Picture shape labeling records

<<<<

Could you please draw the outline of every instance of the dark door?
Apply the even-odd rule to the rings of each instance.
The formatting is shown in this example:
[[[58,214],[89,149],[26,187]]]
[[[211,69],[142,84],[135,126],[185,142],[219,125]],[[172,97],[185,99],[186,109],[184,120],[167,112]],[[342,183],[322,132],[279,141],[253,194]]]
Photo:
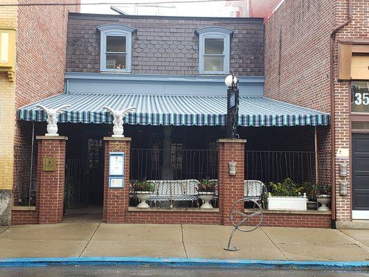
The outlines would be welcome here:
[[[352,210],[369,211],[369,134],[352,134]]]

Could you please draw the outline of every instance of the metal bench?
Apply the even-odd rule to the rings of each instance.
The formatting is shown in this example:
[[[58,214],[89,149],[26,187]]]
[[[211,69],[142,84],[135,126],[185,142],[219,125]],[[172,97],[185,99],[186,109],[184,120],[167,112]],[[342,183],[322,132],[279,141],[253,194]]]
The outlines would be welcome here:
[[[150,201],[159,202],[169,201],[170,207],[173,207],[174,201],[190,201],[193,206],[195,201],[197,201],[196,187],[199,182],[195,179],[187,180],[149,180],[154,185],[154,193],[151,195]]]

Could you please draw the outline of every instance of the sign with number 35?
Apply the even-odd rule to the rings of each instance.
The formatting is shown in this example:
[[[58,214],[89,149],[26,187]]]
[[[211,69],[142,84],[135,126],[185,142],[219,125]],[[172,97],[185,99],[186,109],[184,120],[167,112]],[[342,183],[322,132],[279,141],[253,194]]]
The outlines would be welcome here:
[[[355,105],[369,105],[369,93],[364,92],[361,93],[360,92],[357,92],[355,93]]]

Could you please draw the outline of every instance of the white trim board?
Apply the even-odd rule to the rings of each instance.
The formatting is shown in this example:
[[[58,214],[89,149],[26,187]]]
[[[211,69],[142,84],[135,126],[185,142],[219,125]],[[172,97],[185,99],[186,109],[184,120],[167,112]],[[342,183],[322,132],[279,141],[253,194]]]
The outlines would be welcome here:
[[[369,220],[369,211],[352,210],[352,220]]]

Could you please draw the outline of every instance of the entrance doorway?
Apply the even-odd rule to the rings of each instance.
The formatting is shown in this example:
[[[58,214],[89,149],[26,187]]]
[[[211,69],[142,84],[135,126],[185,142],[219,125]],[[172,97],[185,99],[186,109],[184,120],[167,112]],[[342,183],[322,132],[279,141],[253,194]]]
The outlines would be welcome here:
[[[100,138],[83,141],[75,144],[80,149],[73,151],[73,157],[67,157],[66,161],[64,220],[101,222],[104,195],[102,142]]]
[[[369,134],[352,134],[352,219],[369,220]]]

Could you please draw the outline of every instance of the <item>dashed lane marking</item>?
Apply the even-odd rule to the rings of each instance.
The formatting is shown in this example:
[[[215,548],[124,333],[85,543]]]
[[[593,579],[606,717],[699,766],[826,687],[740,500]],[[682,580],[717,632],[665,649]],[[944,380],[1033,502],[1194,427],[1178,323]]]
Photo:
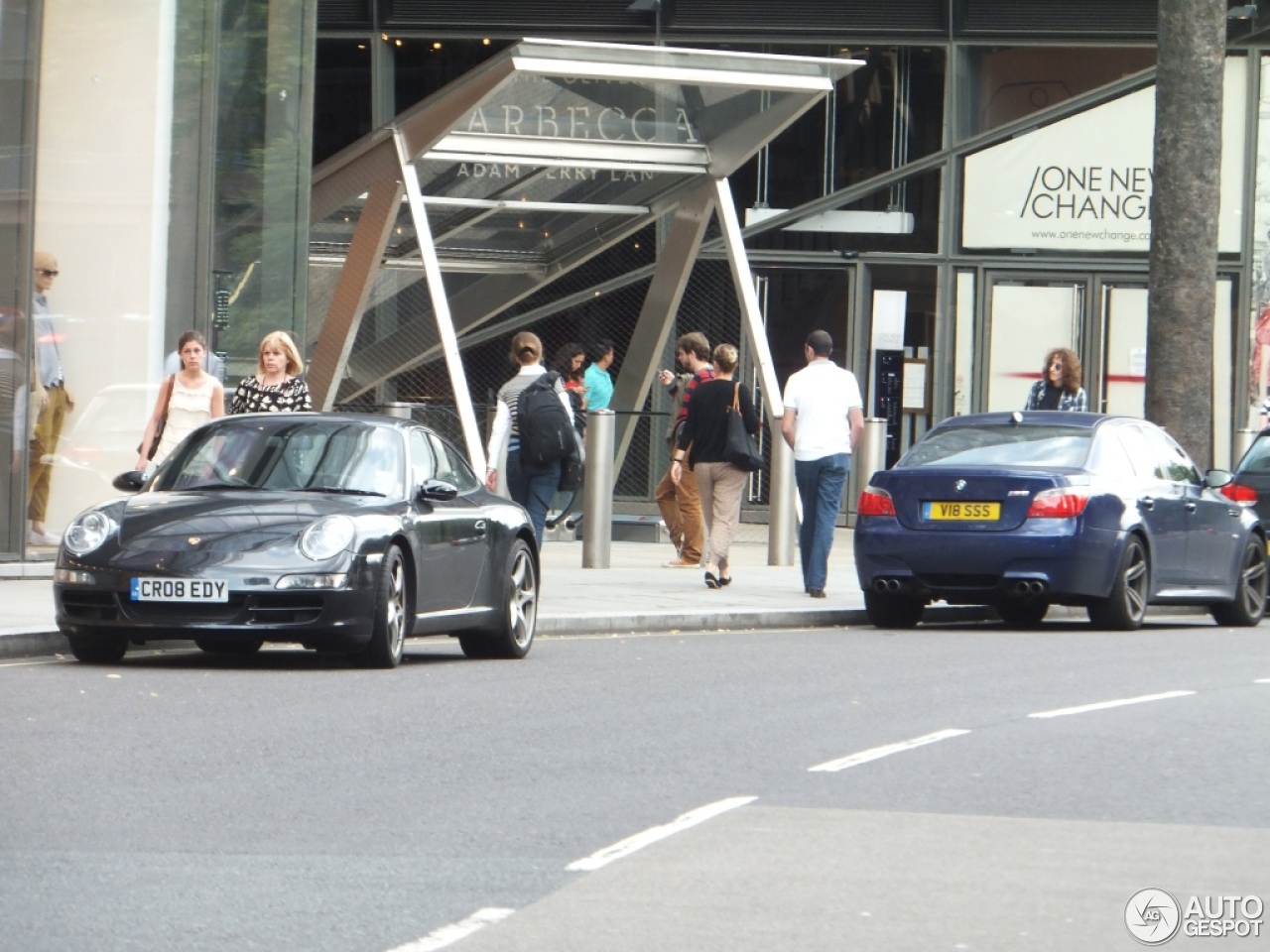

>>>>

**AIM OF THE EXERCISE:** Rescale the records from their start through the line with "[[[369,220],[369,211],[352,210],[352,220]]]", reproducing every line including the requests. Multiply each vertex coordinate in the outline answers by 0.5 and round to whole numbers with halves going up, but leave the requests and their format samples unchanged. Omit the pictures from your answer.

**RESPONSE:**
Could you please draw the outline of every instance of the dark door?
Apply the even-odd rule to the rings of each instance.
The formatting is shown in this example:
[[[58,214],[89,149],[26,187]]]
[[[211,69],[142,84],[135,126],[185,142],[219,125]],[[172,97],[185,99],[186,109],[184,120],[167,112]],[[342,183],[322,132],[279,141],[253,194]]]
Photo:
The outlines would be welcome here:
[[[176,105],[185,106],[185,67],[176,67]]]

Could you please draw the outline of every instance of the metal bench?
Apply the even-odd rule to the rings of each instance.
The formatting is shown in this example:
[[[58,214],[89,149],[26,187]]]
[[[211,69],[142,84],[135,126],[185,142],[219,125]],[[172,97],[185,99],[186,109],[184,120],[167,112]],[[342,183],[322,132],[279,141],[253,194]]]
The outlines would be welcome here:
[[[75,101],[80,101],[85,101],[85,104],[87,104],[87,101],[95,101],[97,103],[98,101],[99,101],[98,94],[100,91],[98,90],[94,90],[75,90],[77,93],[77,97],[76,98]]]

Could you please draw the outline of every instance of the sign with number 35?
Apply the even-odd rule to the rings of each instance.
The formatting is shown in this example:
[[[58,214],[89,149],[26,187]]]
[[[211,69],[142,84],[135,126],[185,142],[219,125]],[[172,97],[185,99],[186,109],[184,120],[167,112]],[[342,183],[322,132],[279,141],[253,194]]]
The outlines would be welcome here:
[[[178,53],[185,53],[185,47],[182,46],[181,47],[180,46],[179,46],[178,47]]]

Could you please draw the outline of every instance of the white trim board?
Apply the even-odd rule to the rings of each instance.
The formatting is shown in this example:
[[[58,214],[89,149],[26,187]]]
[[[211,69],[142,84],[135,126],[185,142],[219,125]],[[172,97],[185,99],[186,109],[184,120],[167,112]],[[342,183],[322,132],[279,141],[253,194]]]
The outlines would be welcome here:
[[[185,110],[185,106],[176,105],[176,110]]]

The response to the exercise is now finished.